*List of tasks*.
[1] In the passage about Pizarro's bones, where were the verified bones placed?
[2] Write out the passage about Pizarro's bones between "I envy them" and "to go wobbly.", inclusive, swapping "film" for "batteries".

*Passage to read*.
There is a powerful magic in the past. When we touch a human artifact from centuries or millennia ago, we seem to behold our brother human beings from across the deeps of time. If we are not careful, we fall into dreams of bygone days and the light of sunsets long extinguished. I have seen cool, analytical, clear-brained colleagues, especially my archaeologist friends, practically swooning with admiration over some small potsherd, all but overcome by the mere physical presence of human antiquity. “Just think!” they will say in hushed voices. “This is the very such-and-such that once belonged to so-and-so!”

I envy them this second sight, this gift of imaginative reverie; but I cannot afford to share the mood. I have been called to far countries to examine remains of considerable age, and have handled things vested with exceptional historical significance, but I can’t permit myself the luxury of time travel on these occasions. The clock is ticking. Work has to be done. Accuracy is all. As Margaret Thatcher admonished George Bush in the emergency days after Iraq invaded Kuwait: “Now, George, this is no time to go wobbly!” On such occasions I am more likely to worry about electric voltage and adapters, whether our equipment will work, whether we have brought enough film and instruments, whether we have sufficient spare parts if something breaks. I cannot spare time to muse about vanished greatness and departed glory. I cannot afford to go wobbly.

Yet when I look back on the case of the misplaced conquistador, Francisco Pizarro, I am struck by how neatly the pieces fell into position, and how the remains dovetailed exactly with historical accounts of the man. Pizarro’s were the first really famous bones I handled, and the investigation into his death marked my first foray into historical forensic anthropology. Together with several colleagues, I was able to unmask an impostor mummy, which for years had been displayed and reverenced as the body of the conquistador. At the same time, I was able to help authenticate another set of skeletal remains as belonging beyond any doubt to the man who conquered Peru for Spain. A careful reconstruction of facial features, built up from the true skull, has given us a reasonable portrait of what Pizarro looked like in life. The verified bones have been put in their rightful place of honor in Lima’s Cathedral of San Agustín, and a case of mistaken identity has been solved for good.

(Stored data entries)
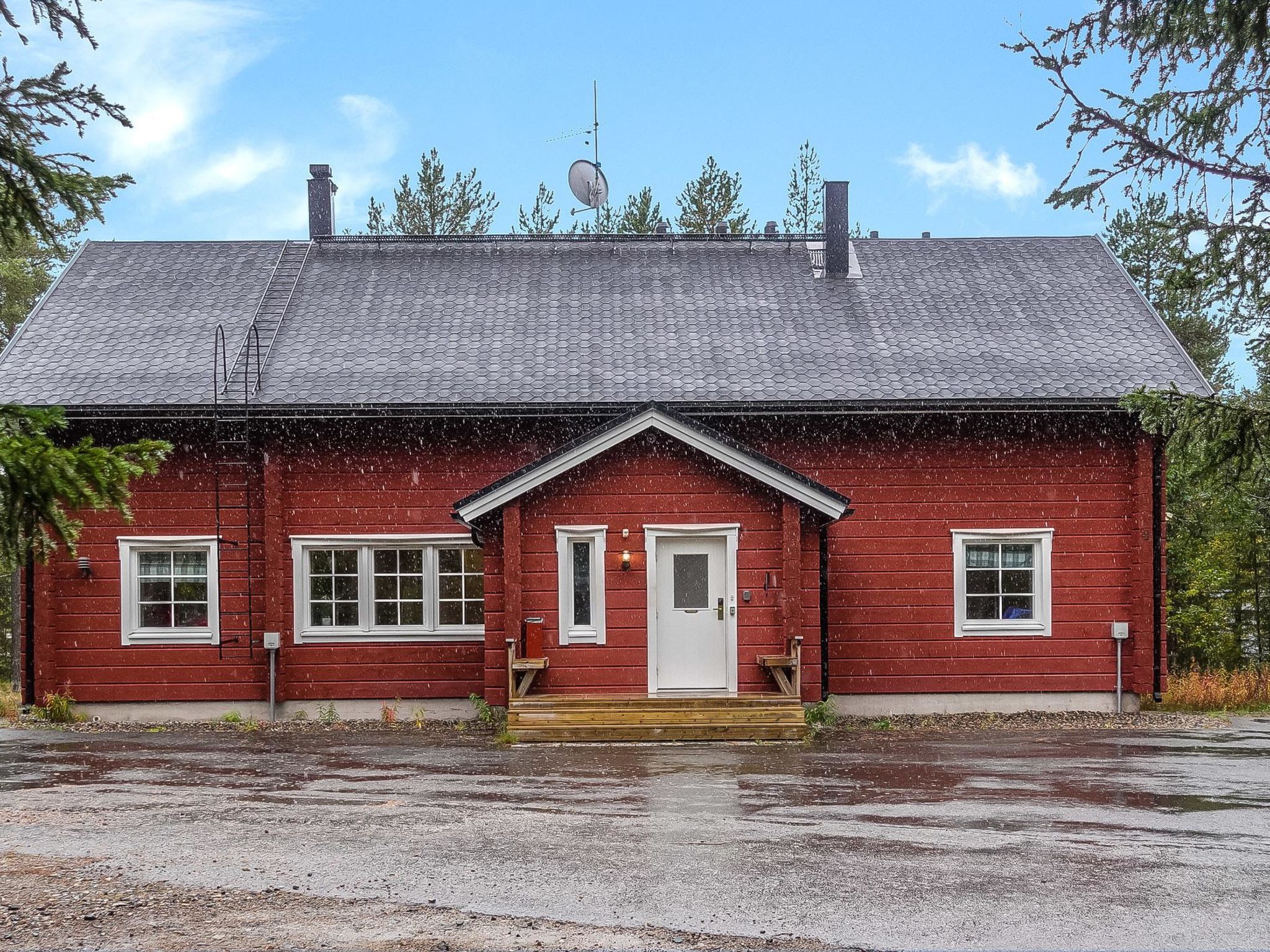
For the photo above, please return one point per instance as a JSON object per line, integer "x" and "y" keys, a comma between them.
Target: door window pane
{"x": 691, "y": 580}
{"x": 172, "y": 589}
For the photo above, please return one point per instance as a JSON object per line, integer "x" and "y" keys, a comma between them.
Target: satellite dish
{"x": 588, "y": 183}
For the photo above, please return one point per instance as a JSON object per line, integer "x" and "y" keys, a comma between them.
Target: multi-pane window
{"x": 172, "y": 589}
{"x": 388, "y": 588}
{"x": 1002, "y": 582}
{"x": 461, "y": 587}
{"x": 399, "y": 586}
{"x": 580, "y": 576}
{"x": 168, "y": 592}
{"x": 333, "y": 588}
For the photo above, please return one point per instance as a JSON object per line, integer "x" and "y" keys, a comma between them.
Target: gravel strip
{"x": 84, "y": 904}
{"x": 1039, "y": 720}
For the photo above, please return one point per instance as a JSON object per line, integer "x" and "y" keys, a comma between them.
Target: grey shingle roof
{"x": 544, "y": 323}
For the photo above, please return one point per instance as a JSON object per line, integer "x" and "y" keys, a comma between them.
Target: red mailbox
{"x": 533, "y": 638}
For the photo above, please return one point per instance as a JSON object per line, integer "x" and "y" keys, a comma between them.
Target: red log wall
{"x": 890, "y": 614}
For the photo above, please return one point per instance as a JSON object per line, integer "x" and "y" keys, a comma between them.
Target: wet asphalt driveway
{"x": 982, "y": 839}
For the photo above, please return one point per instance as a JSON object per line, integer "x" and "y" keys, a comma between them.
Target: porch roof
{"x": 732, "y": 454}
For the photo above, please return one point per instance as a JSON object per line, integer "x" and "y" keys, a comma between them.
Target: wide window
{"x": 168, "y": 591}
{"x": 580, "y": 560}
{"x": 1002, "y": 583}
{"x": 389, "y": 588}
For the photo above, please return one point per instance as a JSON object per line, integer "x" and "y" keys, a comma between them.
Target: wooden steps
{"x": 624, "y": 718}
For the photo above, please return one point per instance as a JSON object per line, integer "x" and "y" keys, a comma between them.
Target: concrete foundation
{"x": 978, "y": 702}
{"x": 353, "y": 710}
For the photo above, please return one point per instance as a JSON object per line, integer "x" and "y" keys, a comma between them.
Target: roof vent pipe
{"x": 837, "y": 230}
{"x": 322, "y": 213}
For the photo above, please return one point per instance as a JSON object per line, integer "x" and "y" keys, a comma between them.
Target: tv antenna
{"x": 586, "y": 179}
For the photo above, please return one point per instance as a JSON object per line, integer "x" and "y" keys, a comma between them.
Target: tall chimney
{"x": 322, "y": 191}
{"x": 837, "y": 230}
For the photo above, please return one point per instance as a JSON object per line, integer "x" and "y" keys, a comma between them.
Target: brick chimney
{"x": 837, "y": 230}
{"x": 322, "y": 192}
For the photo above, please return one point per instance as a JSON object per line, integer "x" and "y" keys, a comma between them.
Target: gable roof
{"x": 642, "y": 419}
{"x": 602, "y": 322}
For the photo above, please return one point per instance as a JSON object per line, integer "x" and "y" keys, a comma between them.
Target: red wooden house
{"x": 686, "y": 455}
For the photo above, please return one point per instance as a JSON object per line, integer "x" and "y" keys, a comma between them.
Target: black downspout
{"x": 825, "y": 612}
{"x": 1157, "y": 559}
{"x": 29, "y": 651}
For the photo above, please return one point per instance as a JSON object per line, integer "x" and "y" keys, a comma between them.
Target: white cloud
{"x": 972, "y": 170}
{"x": 168, "y": 61}
{"x": 231, "y": 172}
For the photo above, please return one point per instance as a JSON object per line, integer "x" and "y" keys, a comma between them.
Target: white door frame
{"x": 730, "y": 534}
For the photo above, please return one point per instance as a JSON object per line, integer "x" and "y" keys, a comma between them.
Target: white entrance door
{"x": 693, "y": 604}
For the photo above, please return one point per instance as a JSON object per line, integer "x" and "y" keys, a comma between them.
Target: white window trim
{"x": 304, "y": 633}
{"x": 1038, "y": 626}
{"x": 130, "y": 631}
{"x": 591, "y": 633}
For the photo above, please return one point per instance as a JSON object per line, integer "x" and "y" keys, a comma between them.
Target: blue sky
{"x": 915, "y": 103}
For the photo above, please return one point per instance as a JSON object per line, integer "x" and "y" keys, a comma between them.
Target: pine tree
{"x": 40, "y": 187}
{"x": 433, "y": 206}
{"x": 641, "y": 215}
{"x": 540, "y": 219}
{"x": 806, "y": 209}
{"x": 713, "y": 198}
{"x": 1152, "y": 244}
{"x": 43, "y": 482}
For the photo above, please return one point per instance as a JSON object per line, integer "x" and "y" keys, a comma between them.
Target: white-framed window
{"x": 388, "y": 588}
{"x": 1002, "y": 582}
{"x": 168, "y": 591}
{"x": 580, "y": 579}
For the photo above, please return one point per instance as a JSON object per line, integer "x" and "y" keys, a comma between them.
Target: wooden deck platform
{"x": 616, "y": 718}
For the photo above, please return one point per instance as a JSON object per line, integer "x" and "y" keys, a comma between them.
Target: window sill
{"x": 172, "y": 637}
{"x": 582, "y": 637}
{"x": 324, "y": 637}
{"x": 998, "y": 630}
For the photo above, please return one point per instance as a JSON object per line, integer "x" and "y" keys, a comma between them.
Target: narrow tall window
{"x": 461, "y": 586}
{"x": 580, "y": 582}
{"x": 580, "y": 557}
{"x": 1001, "y": 584}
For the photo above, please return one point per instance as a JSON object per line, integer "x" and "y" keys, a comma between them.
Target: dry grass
{"x": 9, "y": 702}
{"x": 1241, "y": 690}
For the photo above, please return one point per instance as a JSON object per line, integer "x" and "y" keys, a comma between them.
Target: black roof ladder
{"x": 238, "y": 462}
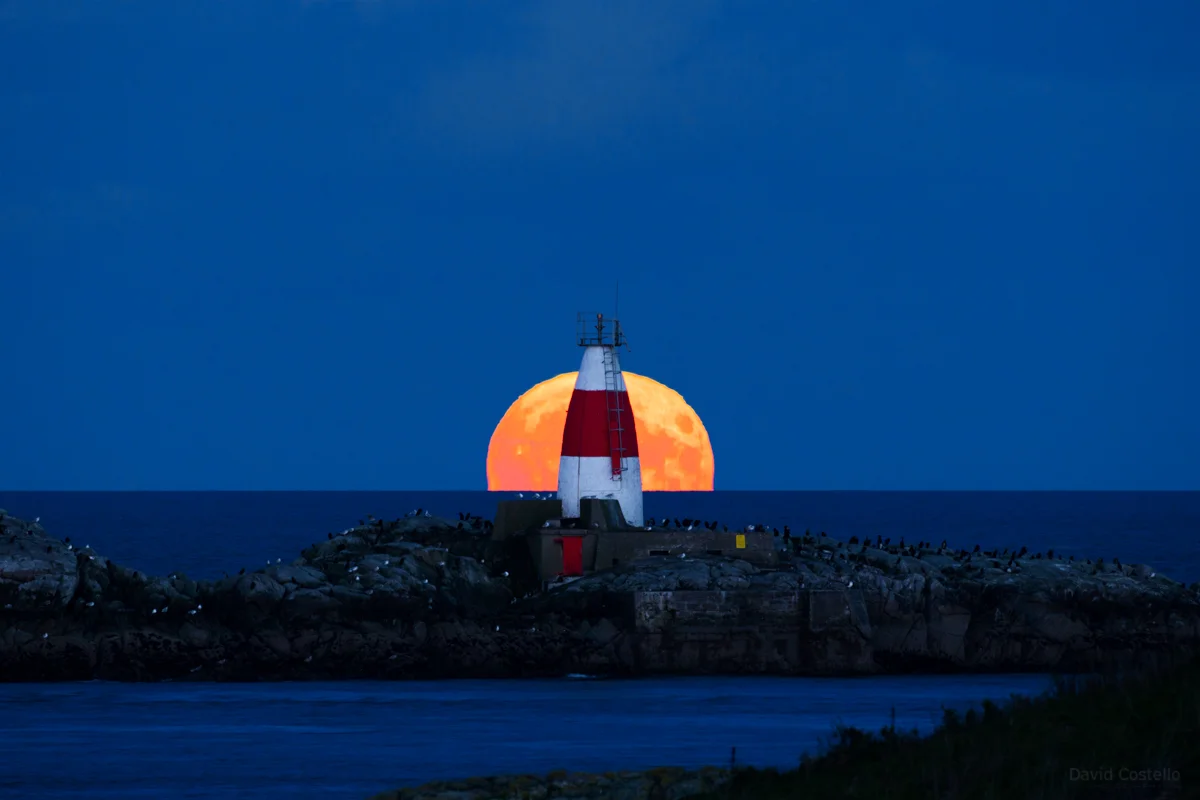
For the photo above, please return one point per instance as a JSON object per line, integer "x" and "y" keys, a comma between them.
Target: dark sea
{"x": 348, "y": 740}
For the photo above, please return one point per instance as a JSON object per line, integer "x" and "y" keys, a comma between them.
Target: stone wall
{"x": 751, "y": 631}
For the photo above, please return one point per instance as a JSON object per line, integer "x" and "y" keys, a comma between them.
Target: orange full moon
{"x": 672, "y": 443}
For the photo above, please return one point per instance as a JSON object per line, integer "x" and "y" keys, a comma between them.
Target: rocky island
{"x": 430, "y": 597}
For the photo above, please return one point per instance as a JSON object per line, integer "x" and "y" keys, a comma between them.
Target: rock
{"x": 414, "y": 599}
{"x": 35, "y": 569}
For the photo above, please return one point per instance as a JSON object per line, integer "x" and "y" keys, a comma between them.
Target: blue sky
{"x": 324, "y": 245}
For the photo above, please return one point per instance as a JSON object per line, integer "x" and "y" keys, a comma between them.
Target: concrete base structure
{"x": 601, "y": 539}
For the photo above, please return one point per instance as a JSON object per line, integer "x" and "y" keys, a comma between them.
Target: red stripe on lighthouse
{"x": 589, "y": 426}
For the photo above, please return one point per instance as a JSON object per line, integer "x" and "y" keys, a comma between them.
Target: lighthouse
{"x": 599, "y": 440}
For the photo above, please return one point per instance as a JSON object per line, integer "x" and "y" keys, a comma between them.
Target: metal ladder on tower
{"x": 616, "y": 422}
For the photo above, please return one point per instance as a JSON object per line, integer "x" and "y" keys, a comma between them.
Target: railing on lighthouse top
{"x": 597, "y": 334}
{"x": 593, "y": 330}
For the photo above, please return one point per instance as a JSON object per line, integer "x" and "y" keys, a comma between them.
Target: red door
{"x": 573, "y": 555}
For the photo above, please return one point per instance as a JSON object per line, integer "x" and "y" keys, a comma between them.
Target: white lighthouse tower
{"x": 600, "y": 441}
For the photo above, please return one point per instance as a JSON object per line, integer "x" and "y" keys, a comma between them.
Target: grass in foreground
{"x": 1073, "y": 743}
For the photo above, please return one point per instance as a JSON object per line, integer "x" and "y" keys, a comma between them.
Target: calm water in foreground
{"x": 348, "y": 740}
{"x": 353, "y": 739}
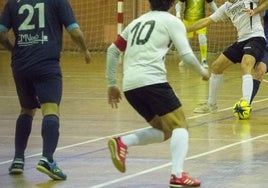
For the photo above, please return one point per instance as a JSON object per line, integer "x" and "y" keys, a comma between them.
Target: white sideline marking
{"x": 168, "y": 164}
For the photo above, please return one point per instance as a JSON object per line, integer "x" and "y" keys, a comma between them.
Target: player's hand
{"x": 87, "y": 57}
{"x": 114, "y": 96}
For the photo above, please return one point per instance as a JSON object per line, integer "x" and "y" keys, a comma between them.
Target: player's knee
{"x": 29, "y": 112}
{"x": 50, "y": 109}
{"x": 259, "y": 71}
{"x": 202, "y": 39}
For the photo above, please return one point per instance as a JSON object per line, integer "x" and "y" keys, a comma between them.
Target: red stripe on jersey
{"x": 120, "y": 43}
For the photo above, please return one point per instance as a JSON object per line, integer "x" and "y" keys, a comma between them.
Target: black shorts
{"x": 35, "y": 88}
{"x": 254, "y": 46}
{"x": 157, "y": 99}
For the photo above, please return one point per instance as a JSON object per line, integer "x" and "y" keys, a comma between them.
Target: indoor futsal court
{"x": 223, "y": 152}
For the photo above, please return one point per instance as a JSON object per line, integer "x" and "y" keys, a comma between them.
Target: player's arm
{"x": 199, "y": 24}
{"x": 260, "y": 8}
{"x": 5, "y": 41}
{"x": 178, "y": 36}
{"x": 78, "y": 37}
{"x": 212, "y": 5}
{"x": 178, "y": 8}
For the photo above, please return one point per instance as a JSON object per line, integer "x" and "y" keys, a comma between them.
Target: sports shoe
{"x": 118, "y": 152}
{"x": 206, "y": 108}
{"x": 51, "y": 169}
{"x": 16, "y": 167}
{"x": 204, "y": 64}
{"x": 181, "y": 64}
{"x": 184, "y": 181}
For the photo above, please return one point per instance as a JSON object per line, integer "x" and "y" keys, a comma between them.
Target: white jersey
{"x": 240, "y": 19}
{"x": 149, "y": 38}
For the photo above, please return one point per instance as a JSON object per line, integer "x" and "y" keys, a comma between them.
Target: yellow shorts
{"x": 191, "y": 34}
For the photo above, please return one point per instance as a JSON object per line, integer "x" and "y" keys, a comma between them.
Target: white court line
{"x": 106, "y": 184}
{"x": 115, "y": 135}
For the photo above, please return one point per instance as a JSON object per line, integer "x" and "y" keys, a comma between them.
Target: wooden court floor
{"x": 223, "y": 152}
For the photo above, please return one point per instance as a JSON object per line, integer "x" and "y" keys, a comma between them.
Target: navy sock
{"x": 23, "y": 130}
{"x": 256, "y": 85}
{"x": 50, "y": 135}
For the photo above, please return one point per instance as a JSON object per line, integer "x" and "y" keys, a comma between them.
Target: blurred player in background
{"x": 195, "y": 10}
{"x": 145, "y": 42}
{"x": 248, "y": 49}
{"x": 37, "y": 27}
{"x": 265, "y": 25}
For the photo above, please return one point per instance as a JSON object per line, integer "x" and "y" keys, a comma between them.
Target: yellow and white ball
{"x": 242, "y": 109}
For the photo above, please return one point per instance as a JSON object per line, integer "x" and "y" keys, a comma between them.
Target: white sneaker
{"x": 181, "y": 64}
{"x": 204, "y": 64}
{"x": 206, "y": 108}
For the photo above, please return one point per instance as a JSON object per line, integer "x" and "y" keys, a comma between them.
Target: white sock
{"x": 215, "y": 83}
{"x": 143, "y": 137}
{"x": 178, "y": 149}
{"x": 247, "y": 87}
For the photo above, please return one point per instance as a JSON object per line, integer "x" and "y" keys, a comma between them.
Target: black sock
{"x": 50, "y": 135}
{"x": 256, "y": 85}
{"x": 23, "y": 130}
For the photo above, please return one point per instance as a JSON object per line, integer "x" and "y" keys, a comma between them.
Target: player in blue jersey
{"x": 37, "y": 27}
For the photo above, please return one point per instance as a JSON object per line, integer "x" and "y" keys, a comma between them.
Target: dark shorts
{"x": 253, "y": 46}
{"x": 35, "y": 88}
{"x": 157, "y": 99}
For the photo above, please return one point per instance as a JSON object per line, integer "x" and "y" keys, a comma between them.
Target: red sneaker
{"x": 118, "y": 152}
{"x": 184, "y": 181}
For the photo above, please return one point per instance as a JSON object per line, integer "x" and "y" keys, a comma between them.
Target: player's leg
{"x": 175, "y": 125}
{"x": 260, "y": 69}
{"x": 252, "y": 54}
{"x": 215, "y": 83}
{"x": 28, "y": 102}
{"x": 139, "y": 99}
{"x": 202, "y": 39}
{"x": 190, "y": 35}
{"x": 49, "y": 92}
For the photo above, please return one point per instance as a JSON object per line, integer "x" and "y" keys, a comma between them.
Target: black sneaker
{"x": 51, "y": 169}
{"x": 16, "y": 167}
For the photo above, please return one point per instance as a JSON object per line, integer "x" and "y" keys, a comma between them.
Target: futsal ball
{"x": 242, "y": 109}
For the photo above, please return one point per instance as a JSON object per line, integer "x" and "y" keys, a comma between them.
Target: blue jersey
{"x": 37, "y": 27}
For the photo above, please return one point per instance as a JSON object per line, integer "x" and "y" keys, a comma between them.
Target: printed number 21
{"x": 30, "y": 10}
{"x": 142, "y": 33}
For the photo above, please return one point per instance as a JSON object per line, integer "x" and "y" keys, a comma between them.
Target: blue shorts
{"x": 254, "y": 46}
{"x": 151, "y": 100}
{"x": 37, "y": 87}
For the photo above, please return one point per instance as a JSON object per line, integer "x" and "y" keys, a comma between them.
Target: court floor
{"x": 223, "y": 152}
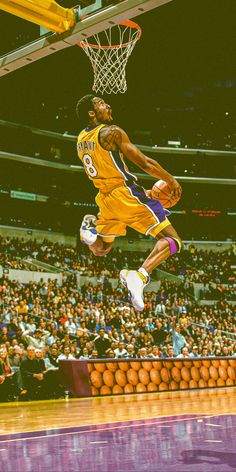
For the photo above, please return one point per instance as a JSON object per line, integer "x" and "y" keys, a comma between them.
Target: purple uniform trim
{"x": 154, "y": 205}
{"x": 173, "y": 245}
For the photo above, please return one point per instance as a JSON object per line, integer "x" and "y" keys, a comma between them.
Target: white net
{"x": 109, "y": 52}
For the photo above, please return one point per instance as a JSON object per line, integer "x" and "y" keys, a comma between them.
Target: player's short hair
{"x": 83, "y": 106}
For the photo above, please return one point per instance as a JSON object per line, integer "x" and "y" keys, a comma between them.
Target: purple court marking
{"x": 178, "y": 444}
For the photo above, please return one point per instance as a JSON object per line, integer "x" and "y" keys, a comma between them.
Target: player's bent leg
{"x": 100, "y": 247}
{"x": 168, "y": 243}
{"x": 135, "y": 280}
{"x": 88, "y": 232}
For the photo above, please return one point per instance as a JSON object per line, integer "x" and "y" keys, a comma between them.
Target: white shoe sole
{"x": 123, "y": 280}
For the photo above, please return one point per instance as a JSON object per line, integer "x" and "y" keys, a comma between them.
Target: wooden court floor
{"x": 57, "y": 414}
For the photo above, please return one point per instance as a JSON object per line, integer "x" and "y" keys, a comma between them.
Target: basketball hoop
{"x": 109, "y": 52}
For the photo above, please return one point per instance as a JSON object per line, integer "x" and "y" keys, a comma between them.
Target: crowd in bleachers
{"x": 192, "y": 264}
{"x": 42, "y": 323}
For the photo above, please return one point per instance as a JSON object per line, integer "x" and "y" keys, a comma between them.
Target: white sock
{"x": 144, "y": 272}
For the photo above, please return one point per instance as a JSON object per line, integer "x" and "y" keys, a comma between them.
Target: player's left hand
{"x": 149, "y": 193}
{"x": 176, "y": 189}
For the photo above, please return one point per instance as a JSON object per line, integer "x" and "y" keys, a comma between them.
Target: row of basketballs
{"x": 108, "y": 378}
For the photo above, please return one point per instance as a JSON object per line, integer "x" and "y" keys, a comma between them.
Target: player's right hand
{"x": 176, "y": 189}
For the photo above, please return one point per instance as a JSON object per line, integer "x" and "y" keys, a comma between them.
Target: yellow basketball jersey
{"x": 106, "y": 169}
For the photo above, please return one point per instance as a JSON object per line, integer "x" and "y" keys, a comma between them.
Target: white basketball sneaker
{"x": 135, "y": 282}
{"x": 88, "y": 232}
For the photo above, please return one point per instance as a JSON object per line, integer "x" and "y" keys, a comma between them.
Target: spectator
{"x": 102, "y": 344}
{"x": 120, "y": 351}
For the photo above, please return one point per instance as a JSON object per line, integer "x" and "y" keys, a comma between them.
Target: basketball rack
{"x": 86, "y": 27}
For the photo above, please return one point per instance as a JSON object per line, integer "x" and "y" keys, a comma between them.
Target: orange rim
{"x": 129, "y": 23}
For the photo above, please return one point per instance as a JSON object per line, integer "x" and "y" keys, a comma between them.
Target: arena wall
{"x": 127, "y": 376}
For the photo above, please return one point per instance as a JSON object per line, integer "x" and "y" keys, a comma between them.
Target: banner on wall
{"x": 127, "y": 376}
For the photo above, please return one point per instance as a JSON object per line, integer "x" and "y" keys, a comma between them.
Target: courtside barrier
{"x": 86, "y": 378}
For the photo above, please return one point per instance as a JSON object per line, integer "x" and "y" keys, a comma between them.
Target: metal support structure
{"x": 45, "y": 13}
{"x": 85, "y": 28}
{"x": 149, "y": 149}
{"x": 79, "y": 169}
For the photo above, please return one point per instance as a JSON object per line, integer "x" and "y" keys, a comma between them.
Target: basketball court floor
{"x": 190, "y": 431}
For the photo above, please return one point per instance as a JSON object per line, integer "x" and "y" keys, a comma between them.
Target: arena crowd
{"x": 42, "y": 323}
{"x": 192, "y": 264}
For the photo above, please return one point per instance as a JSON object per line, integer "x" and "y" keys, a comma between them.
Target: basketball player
{"x": 102, "y": 147}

*Answers below*.
[1] In Lima's Cathedral of San Agustín.

[2]
I envy them this second sight, this gift of imaginative reverie; but I cannot afford to share the mood. I have been called to far countries to examine remains of considerable age, and have handled things vested with exceptional historical significance, but I can’t permit myself the luxury of time travel on these occasions. The clock is ticking. Work has to be done. Accuracy is all. As Margaret Thatcher admonished George Bush in the emergency days after Iraq invaded Kuwait: “Now, George, this is no time to go wobbly!” On such occasions I am more likely to worry about electric voltage and adapters, whether our equipment will work, whether we have brought enough batteries and instruments, whether we have sufficient spare parts if something breaks. I cannot spare time to muse about vanished greatness and departed glory. I cannot afford to go wobbly.